**Task description:**
Without the images, output each record below as it stands.

**Natural-language object grounding data:**
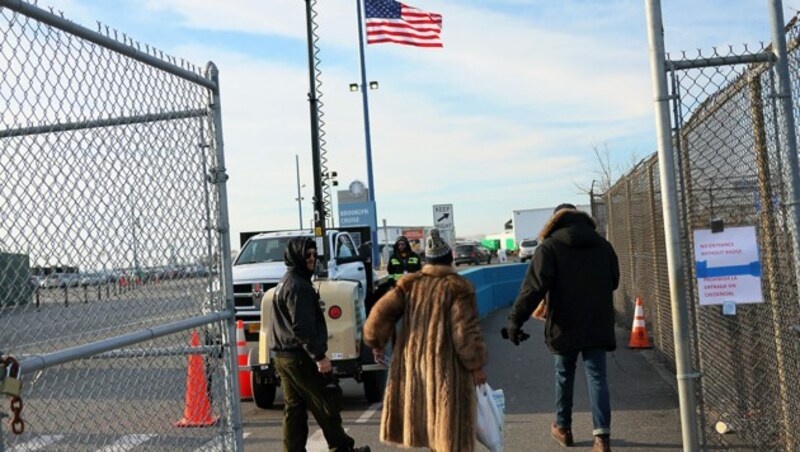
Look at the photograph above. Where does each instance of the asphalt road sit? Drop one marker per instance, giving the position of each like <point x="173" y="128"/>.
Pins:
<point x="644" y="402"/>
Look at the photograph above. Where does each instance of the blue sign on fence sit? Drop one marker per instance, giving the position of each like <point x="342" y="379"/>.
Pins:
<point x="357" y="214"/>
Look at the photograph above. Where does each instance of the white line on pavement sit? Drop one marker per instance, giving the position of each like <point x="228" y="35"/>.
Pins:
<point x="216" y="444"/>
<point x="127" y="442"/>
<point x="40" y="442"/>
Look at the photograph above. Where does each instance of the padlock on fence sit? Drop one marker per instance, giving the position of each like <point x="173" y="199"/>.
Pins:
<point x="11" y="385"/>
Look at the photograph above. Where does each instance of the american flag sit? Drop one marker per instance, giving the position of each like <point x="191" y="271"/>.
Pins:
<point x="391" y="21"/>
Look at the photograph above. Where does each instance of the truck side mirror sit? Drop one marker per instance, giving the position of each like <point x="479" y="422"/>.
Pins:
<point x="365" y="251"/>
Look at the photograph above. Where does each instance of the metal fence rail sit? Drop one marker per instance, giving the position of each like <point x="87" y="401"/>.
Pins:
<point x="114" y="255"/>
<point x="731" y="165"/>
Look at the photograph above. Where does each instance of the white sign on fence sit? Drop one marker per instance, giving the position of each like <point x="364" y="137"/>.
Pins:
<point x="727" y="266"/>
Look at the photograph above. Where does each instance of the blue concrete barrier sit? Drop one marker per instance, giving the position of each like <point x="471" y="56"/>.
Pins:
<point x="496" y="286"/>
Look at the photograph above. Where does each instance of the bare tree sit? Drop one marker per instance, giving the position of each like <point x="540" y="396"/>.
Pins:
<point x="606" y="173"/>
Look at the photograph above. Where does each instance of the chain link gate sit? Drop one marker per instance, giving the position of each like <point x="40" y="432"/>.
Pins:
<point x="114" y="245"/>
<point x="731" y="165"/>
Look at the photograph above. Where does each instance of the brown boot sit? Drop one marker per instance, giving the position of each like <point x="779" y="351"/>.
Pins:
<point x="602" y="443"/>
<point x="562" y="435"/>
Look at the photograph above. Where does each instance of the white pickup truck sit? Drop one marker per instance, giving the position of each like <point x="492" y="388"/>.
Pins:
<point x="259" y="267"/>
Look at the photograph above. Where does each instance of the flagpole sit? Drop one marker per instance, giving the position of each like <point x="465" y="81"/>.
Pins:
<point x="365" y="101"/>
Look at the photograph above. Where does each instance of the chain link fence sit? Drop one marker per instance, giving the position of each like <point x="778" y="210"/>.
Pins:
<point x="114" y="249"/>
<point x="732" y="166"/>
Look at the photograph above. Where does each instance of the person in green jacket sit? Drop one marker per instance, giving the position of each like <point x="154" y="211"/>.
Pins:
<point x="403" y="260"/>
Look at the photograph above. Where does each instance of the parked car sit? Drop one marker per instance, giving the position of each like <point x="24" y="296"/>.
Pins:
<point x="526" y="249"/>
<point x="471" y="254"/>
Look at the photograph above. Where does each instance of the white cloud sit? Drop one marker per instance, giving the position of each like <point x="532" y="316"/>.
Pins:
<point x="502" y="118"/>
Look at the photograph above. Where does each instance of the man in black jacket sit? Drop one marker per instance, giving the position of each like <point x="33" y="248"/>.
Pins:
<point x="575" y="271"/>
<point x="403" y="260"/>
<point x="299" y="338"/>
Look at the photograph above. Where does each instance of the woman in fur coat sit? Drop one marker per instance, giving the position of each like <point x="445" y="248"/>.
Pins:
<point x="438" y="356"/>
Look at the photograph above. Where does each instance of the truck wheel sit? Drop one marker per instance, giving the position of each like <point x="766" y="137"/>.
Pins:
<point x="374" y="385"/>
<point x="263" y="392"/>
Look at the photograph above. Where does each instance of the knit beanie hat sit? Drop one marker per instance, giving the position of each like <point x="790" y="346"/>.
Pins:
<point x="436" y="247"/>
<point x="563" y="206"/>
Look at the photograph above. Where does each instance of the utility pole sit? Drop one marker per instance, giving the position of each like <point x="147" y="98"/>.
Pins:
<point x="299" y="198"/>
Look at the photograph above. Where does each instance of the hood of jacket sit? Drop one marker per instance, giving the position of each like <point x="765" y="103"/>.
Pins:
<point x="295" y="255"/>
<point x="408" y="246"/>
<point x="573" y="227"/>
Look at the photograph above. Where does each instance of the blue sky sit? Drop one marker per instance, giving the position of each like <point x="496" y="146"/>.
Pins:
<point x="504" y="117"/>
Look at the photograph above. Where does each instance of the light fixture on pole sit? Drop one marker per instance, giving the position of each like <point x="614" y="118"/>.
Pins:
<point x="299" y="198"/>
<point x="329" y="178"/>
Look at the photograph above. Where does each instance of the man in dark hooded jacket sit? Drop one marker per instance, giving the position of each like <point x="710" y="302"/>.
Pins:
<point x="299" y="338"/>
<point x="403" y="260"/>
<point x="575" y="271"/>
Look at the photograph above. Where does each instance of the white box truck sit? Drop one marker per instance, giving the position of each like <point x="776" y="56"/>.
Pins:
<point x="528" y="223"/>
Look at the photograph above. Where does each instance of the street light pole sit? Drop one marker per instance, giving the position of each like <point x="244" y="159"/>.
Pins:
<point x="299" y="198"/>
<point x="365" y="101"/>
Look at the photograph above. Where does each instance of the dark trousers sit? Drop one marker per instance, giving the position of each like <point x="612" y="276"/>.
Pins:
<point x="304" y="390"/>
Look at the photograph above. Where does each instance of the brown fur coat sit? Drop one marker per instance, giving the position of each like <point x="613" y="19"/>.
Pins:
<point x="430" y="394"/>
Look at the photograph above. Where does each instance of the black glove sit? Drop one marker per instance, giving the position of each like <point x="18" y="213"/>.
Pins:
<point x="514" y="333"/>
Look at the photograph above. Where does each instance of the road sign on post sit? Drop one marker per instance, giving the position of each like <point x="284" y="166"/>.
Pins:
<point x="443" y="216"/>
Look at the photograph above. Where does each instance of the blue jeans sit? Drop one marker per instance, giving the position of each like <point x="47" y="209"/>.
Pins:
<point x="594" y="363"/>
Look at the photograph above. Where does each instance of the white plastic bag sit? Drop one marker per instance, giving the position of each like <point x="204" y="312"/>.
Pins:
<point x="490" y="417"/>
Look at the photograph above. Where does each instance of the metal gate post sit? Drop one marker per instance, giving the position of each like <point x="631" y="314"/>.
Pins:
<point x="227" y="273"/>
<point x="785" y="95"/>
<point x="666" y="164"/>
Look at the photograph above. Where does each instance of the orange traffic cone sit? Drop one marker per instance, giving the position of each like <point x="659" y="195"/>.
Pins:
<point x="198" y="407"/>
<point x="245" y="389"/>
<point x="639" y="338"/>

**Solution to the problem:**
Look at the photograph above. Where does each instance of the asphalt road sit? Drop one marker per instance, giving the position of each like <point x="173" y="128"/>.
Pins:
<point x="644" y="402"/>
Look at the photograph above. Where does each instance of the blue sign on fence sit? Drop one marker per instance, giving the position of each like <point x="342" y="379"/>.
Pins:
<point x="357" y="214"/>
Look at the photograph above. Where does each instance of the white line on pavement sit? Drop one marker per instance, giving the position of each like <point x="228" y="35"/>.
Pins:
<point x="216" y="444"/>
<point x="127" y="442"/>
<point x="40" y="442"/>
Look at the photograph above. Where does each instance of the padlock on fence sit? Drop one marker per instance, giving the position of each like <point x="173" y="199"/>.
Pins:
<point x="11" y="385"/>
Look at the photograph above. Where does each instance of the american flag sit? Drop one marker per instance, giving the position of each like <point x="191" y="271"/>.
Pins:
<point x="391" y="21"/>
Look at the photograph above. Where does each instance of the truck side mirror sit? Drop one marker per instance, giving the position of each like <point x="479" y="422"/>.
Pins:
<point x="365" y="251"/>
Look at the photograph above. Where does each instance of the metal fence rail sit? Drop one marker per instance, giving the position of each like <point x="87" y="401"/>.
Pins:
<point x="114" y="255"/>
<point x="731" y="165"/>
Look at the photograph above. Where does each instance of the white sign on fence sit? Drop one marker per instance, giving the position of each like <point x="364" y="137"/>.
Pins:
<point x="727" y="266"/>
Look at the photograph above. Where does each instance of the blue concrete barrier sit? Drop one marker per instance, giving the position of each like <point x="471" y="56"/>.
Pins:
<point x="496" y="286"/>
Look at the photograph above. Where does each instance of the bare tree sit? Drop one marker per instance, giving the position of each like <point x="540" y="396"/>.
Pins:
<point x="606" y="173"/>
Look at the photograph above. Where does each instance of the chain link gate sit? Drop one marker per instance, giving the position of each like <point x="40" y="432"/>.
Pins:
<point x="114" y="245"/>
<point x="731" y="165"/>
Look at the photograph above. Where does each instance of the brown boot sit? Drop one marker per instance, giving the position of each like <point x="779" y="351"/>.
Pins:
<point x="602" y="443"/>
<point x="562" y="435"/>
Look at the photograph above. Where does each instance of the white pickup truck sit? Drop one marker per instance, giving the position of each like <point x="492" y="388"/>.
Pins:
<point x="259" y="267"/>
Look at the photograph above. Where does each instance of the flagpole sit? Drop one marker per instance, giving the position of each like <point x="465" y="81"/>.
Pins:
<point x="365" y="101"/>
Look at the photograph above. Where does each instance of the chain link fence sit? Drop one marker per instance, giving the position of each like <point x="778" y="210"/>.
Pins:
<point x="114" y="249"/>
<point x="732" y="166"/>
Look at the photograph above. Where does each instance of the person in green jacket sit? Drop one marker per instance, giving the position of each like <point x="154" y="211"/>.
Pins:
<point x="403" y="260"/>
Look at the photograph above. Where does each instance of the parked car sit? Drop one marker per instance, giving the position of each like <point x="24" y="296"/>.
Pins:
<point x="526" y="249"/>
<point x="471" y="254"/>
Look at the photograph above. Where does each instance of the white cloud sit? Drop one marker per instance, giving the position of each like <point x="532" y="316"/>.
Pins:
<point x="502" y="118"/>
Look at the photograph above. Where does each instance of the man in black jacket sit? Drop one marker per instance, giving the position of each like <point x="33" y="248"/>.
Pins:
<point x="575" y="271"/>
<point x="403" y="260"/>
<point x="299" y="338"/>
Look at the photograph above. Where does each instance of the woman in fur coat sit? Drop one marker per instance, giving the position of each like <point x="445" y="248"/>.
Pins:
<point x="438" y="356"/>
Look at the photograph above. Where does each instance of the truck wheel sit? Drop one marker per instance, giving the position of each like <point x="766" y="137"/>.
Pins:
<point x="374" y="385"/>
<point x="263" y="392"/>
Look at the photograph above. Where does each instance of the knit beanie hat sit? Drop one marker per instance, giving the position of each like <point x="790" y="346"/>.
Pins:
<point x="436" y="247"/>
<point x="563" y="206"/>
Look at the photograph above. Where does each instance of the utility pole sit? Drop one marker per instance, giving the position of each like <point x="147" y="98"/>.
Pins:
<point x="299" y="198"/>
Look at the photograph above. Where does each instance of the hood of jacket sit? Drop one marker per instance, giving the position of each like <point x="765" y="103"/>.
Pins:
<point x="295" y="255"/>
<point x="408" y="246"/>
<point x="573" y="227"/>
Look at the photograph above. Where does each instance of the blue sky sit? Drop one marker per instance, giving the position of each like <point x="496" y="146"/>.
Pins:
<point x="504" y="117"/>
Look at the photograph above. Where does each instance of the light fixture on pole sit? Drop one marker per instance, giving the position of each like <point x="614" y="118"/>.
Pins:
<point x="299" y="198"/>
<point x="329" y="178"/>
Look at the photograph above. Where does each instance of the man in dark hooded jacket sit? Drop one marker per instance, giving the position of each like <point x="710" y="302"/>.
Pins:
<point x="299" y="338"/>
<point x="403" y="260"/>
<point x="575" y="271"/>
Look at the photograph above. Where does each instance of the white box truck sit? Drop one marker per instance, giving the position of each like <point x="776" y="56"/>.
Pins:
<point x="528" y="223"/>
Look at the photograph above. Where does each instance of the street light pole sit? Drop one marker per instance, giving the position of each like <point x="244" y="159"/>.
Pins:
<point x="299" y="198"/>
<point x="365" y="101"/>
Look at the photograph above. Where does each instance of the dark trousers sit? Drop one marker per instance, giving the position of each like <point x="612" y="276"/>.
Pins:
<point x="304" y="390"/>
Look at the photograph above. Where does each instance of the brown fur coat sit? Drop one marker per instance, giving the position of each like <point x="613" y="19"/>.
Pins:
<point x="430" y="394"/>
Look at the photograph above. Where does each instance of the black glove sit? Drop one marker per instance, giving the position of each like <point x="18" y="213"/>.
Pins:
<point x="514" y="333"/>
Look at the photograph above. Where does each instance of the road sign on post sit? Drop one marker per instance, giving the position of each like <point x="284" y="166"/>.
Pins:
<point x="443" y="216"/>
Look at the photograph above. Where does each instance of the blue jeans sit? Drop one marker per instance, giving the position of each like <point x="47" y="209"/>.
Pins:
<point x="594" y="363"/>
Look at the photograph above. Where does each instance of the white plastic bag sit? Drop one marker per instance, giving the position of each like <point x="204" y="312"/>.
Pins:
<point x="490" y="417"/>
Look at the photograph above. Where does each instance of the metal gate post sit? Drop one marker per instance, giving the position of each like <point x="631" y="314"/>.
Pins:
<point x="227" y="273"/>
<point x="785" y="95"/>
<point x="666" y="164"/>
Look at the photograph above. Where does each instance of the orange traffic cone sit? Drop one marker per instance, giving the position of each like <point x="659" y="195"/>.
Pins:
<point x="198" y="407"/>
<point x="245" y="389"/>
<point x="639" y="338"/>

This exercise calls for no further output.